#### [WHAT YOU NEED TO DO]
1. Answer the following from the article on the song "Take You High":
(a) Who produced the song?
(b) Which song by Prince did Clarkson fold into her performances of it during the Piece by Piece Tour?
(c) What is the name of the lead single from Piece by Piece?
2. Reproduce verbatim the stretch of the article on the song "Take You High" from "from the album" through "film Cruel Intentions.".
3. Extend the article on the song "Take You High" with the text that would follow its final sentence.

#### [DOCUMENT TEXT]
Promotional single by Kelly Clarkson

from the album Piece by Piece
- Released: February 26, 2015
- Recorded: 2014
- Studio: The Dressing Room (Nashville, TN); The Listening Station (Nashville, TN);
- Genre: EDM; gospel;
- Length: 4:20
- Label: RCA
- Songwriters: Jesse Shatkin; Maureen "MoZella" McDonald;
- Producer: Jesse Shatkin

= Take You High =

"Take You High" is a song by American recording artist Kelly Clarkson from her seventh studio album, Piece by Piece (2015). Written by Jesse Shatkin and MoZella, the song is produced by Shatkin. A midtempo EDM gospel tune, it is a song of encouragement and escapism, in which the singer lends a hand to the despondent. Musically featuring an auto-tuned EDM breakdown, Shatkin described its sound as "an electronic banger" and "a little left-of-center", while Clarkson commented that it reminded her of the music of soundtrack to the 1999 film Cruel Intentions.

"Take You High" was released by RCA Records as the fourth and penultimate promotional single from Piece by Piece on February 26, 2015. Upon its release, it has received a positive response from music critics, some of whom commended the record as one of the album's highlights. Clarkson has included the song in her set list during the Piece by Piece Tour, performing it featuring a portion of the song "When Doves Cry" by Prince.

== Release and composition ==
"Take You High" was first released by RCA Records as the fourth and penultimate promotional single from Piece by Piece on February 26, 2015. Clarkson revealed the reason for its promotional release was for listeners to make a wider option in assessing the album as a whole, not just based on its lead single, "Heartbeat Song".

#### [RECORDED INFORMATION]
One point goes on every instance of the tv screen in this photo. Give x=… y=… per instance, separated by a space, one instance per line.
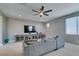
x=29 y=29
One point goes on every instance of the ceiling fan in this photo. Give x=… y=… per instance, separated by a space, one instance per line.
x=41 y=12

#### [ANSWERS TO EACH TASK]
1.
(a) Jesse Shatkin
(b) "When Doves Cry"
(c) "Heartbeat Song"

2.
from the album Piece by Piece
- Released: February 26, 2015
- Recorded: 2014
- Studio: The Dressing Room (Nashville, TN); The Listening Station (Nashville, TN);
- Genre: EDM; gospel;
- Length: 4:20
- Label: RCA
- Songwriters: Jesse Shatkin; Maureen "MoZella" McDonald;
- Producer: Jesse Shatkin

= Take You High =

"Take You High" is a song by American recording artist Kelly Clarkson from her seventh studio album, Piece by Piece (2015). Written by Jesse Shatkin and MoZella, the song is produced by Shatkin. A midtempo EDM gospel tune, it is a song of encouragement and escapism, in which the singer lends a hand to the despondent. Musically featuring an auto-tuned EDM breakdown, Shatkin described its sound as "an electronic banger" and "a little left-of-center", while Clarkson commented that it reminded her of the music of soundtrack to the 1999 film Cruel Intentions.

3.
"Take You High" is a midtempo EDM gospel track produced by Jesse Shatkin, who also co-wrote the song with MoZella. Joseph Trapanese also took part in its arranging and conducting an orchestra during its production. Starting off with a slow melody, it turns into an upbeat chorus, with Clarkson's vocals twiddled with auto-tuned electronic effects accompanied with orchestral strings, synthesizers, and percussion to produce a breakdown. The Dallas Morning Newss Hunter Hawk described the breakdown as the song's biggest hook and observed that it does not contain a proper lyrical content, lauding it as sonic surprise on Piece by Piece. However, The Nationals Rob Garratt discerned it as "at odds" with its chorus. Whereas The A.V. Clubs Annie Zaleski pointed out that its digitally scribbled breakdown adds a modern flourish that balances out the song's soaring strings.

According to the sheet music published by Hal Leonard Corporation, "Take You High" is written in the key of A major with a moderate tempo. Lyrically, it is a song of encouragement and escapism, in which the singer lends a hand to the despondent. Shatkin himself described its sound as "an electronic banger" and "a little left-of-center", but also having a haunting melody that he thought Clarkson was attracted to. While Clarkson herself remarked that it reminded her of the soundtrack to the 1999 feature film Cruel Intentions.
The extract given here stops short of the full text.